Verifique sua compreensão ->
1/ Reescreva em forma de lista o parágrafo do texto sobre o luto na comunidade judaica que começa com "Assim, ao longo da nossa história", mantendo seus fatos principais.
2/ Responda com base no texto sobre o luto na comunidade judaica:
(a) Qual cemitério passou por um processo de recuperação neste ano?
(b) Qual tem sido a tristeza mais profunda ao longo da pandemia?
(c) Que nome recebe a preparação do corpo feita pela Chevra Kadisha?

Texto de origem ->
--

Na comunidade judaica do Rio de Janeiro, temos sofrido as perdas, como todos, e buscado a fé, a força e a resiliência para superar essa dor. Contudo, neste ano, em particular, uma experiência nos envolveu, reafirmando a certeza de que é absolutamente necessário ter empatia com os vivos e respeito pelos mortos: foi o processo de recuperação do Cemitério Israelita de Campos de Goytacazes.

A tristeza mais profunda que todos temos sofrido — judeus e não judeus — ao longo da pandemia, tem sido não poder realizar a despedida de quem se foi. Não há a possibilidade de resolver o luto como estávamos culturalmente acostumados. Fica um vazio. Em todas as culturas, a humanidade lida com a perda de modo ritualístico. Vivencia a separação irremediável. Sentimos a perda para curar-nos da ausência, para prosseguir.

Assim, ao longo da nossa história, criamos a elaboração desses sentimentos que estão presentes na morte de entes queridos. Na cultura judaica, após a morte, comunicamos a Chevra Kadisha, que prepara o corpo da pessoa falecida. Banham e fazem preces para pedir perdão em nome dele ou dela por seus possíveis erros em vida. Essa preparação é a Tahara, purificação. A pessoa falecida é, então, vestida em Tachrichim, roupas brancas, com camisa, calça e luvas. Busca-se a neutralidade para o encontro com o Criador.

--

Linhas apresentadas ->

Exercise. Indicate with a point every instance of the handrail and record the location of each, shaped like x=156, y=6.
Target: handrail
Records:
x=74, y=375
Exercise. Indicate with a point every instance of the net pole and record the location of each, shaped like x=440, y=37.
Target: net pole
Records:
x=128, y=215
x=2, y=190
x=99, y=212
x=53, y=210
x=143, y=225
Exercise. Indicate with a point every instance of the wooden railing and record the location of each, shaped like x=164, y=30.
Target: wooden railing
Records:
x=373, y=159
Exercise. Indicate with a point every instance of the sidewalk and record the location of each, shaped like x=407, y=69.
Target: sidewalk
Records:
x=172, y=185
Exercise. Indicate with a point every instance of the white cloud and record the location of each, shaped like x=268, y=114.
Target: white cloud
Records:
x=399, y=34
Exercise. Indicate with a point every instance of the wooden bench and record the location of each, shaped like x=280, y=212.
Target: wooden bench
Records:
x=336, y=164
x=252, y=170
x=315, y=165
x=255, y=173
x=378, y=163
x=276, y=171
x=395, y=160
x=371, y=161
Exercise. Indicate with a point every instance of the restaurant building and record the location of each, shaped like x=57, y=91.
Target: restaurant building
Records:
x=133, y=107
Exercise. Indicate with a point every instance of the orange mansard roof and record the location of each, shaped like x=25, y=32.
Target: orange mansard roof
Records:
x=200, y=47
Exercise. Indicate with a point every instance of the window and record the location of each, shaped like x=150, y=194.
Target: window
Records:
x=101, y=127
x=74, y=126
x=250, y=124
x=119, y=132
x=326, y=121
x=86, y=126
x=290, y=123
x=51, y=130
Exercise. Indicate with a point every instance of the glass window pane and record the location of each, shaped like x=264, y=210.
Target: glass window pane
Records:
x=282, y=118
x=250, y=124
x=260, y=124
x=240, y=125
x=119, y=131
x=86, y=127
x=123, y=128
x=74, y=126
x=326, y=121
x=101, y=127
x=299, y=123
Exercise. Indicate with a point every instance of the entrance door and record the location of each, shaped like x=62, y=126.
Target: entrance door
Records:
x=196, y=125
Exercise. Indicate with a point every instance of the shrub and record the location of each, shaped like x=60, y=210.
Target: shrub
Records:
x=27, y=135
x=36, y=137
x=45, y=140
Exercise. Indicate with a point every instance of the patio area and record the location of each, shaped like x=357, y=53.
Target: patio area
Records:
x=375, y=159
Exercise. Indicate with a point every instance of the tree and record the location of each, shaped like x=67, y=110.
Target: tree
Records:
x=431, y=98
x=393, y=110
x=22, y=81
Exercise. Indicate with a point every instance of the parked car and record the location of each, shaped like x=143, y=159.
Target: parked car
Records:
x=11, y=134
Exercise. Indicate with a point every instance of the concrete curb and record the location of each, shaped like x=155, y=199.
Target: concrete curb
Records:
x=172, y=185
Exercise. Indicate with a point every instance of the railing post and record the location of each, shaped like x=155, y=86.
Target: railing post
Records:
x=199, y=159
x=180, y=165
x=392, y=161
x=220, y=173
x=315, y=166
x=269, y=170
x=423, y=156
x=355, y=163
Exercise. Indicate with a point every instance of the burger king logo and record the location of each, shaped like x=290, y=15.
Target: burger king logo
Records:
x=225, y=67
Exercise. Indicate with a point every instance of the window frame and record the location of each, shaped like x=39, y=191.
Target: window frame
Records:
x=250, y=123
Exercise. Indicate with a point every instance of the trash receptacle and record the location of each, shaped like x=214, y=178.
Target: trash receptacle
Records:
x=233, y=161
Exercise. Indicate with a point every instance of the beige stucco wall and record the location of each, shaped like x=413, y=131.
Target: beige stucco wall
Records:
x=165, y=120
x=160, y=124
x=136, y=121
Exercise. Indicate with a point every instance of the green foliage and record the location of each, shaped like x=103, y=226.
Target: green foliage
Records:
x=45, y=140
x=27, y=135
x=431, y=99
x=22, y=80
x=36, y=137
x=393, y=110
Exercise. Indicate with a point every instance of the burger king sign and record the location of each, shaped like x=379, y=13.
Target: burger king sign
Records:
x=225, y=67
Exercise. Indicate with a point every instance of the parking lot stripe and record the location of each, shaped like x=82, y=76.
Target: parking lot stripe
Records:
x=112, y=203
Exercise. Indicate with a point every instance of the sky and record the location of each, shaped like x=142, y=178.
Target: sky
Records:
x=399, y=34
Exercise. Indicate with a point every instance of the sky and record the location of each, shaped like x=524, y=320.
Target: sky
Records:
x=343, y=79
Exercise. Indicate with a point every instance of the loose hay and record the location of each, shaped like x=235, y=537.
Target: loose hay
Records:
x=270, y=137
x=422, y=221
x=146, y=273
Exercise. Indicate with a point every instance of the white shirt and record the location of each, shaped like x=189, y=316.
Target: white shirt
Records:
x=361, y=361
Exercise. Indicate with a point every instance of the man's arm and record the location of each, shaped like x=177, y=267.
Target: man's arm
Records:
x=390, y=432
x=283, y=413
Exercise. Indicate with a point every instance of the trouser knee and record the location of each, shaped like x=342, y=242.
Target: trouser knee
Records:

--

Respostas por número ->
1/
- Ao longo da história, foi criada uma forma de elaborar os sentimentos ligados à morte de entes queridos.
- Na cultura judaica, após a morte, comunica-se a Chevra Kadisha, que prepara o corpo.
- O corpo é banhado, e são feitas preces pedindo perdão pelos possíveis erros da pessoa em vida.
- Essa preparação se chama Tahara (purificação).
- A pessoa falecida é vestida com Tachrichim: roupas brancas, com camisa, calça e luvas.
- Busca-se a neutralidade para o encontro com o Criador.

2/
(a) O Cemitério Israelita de Campos de Goytacazes.
(b) Não poder realizar a despedida de quem se foi.
(c) Tahara, que significa purificação.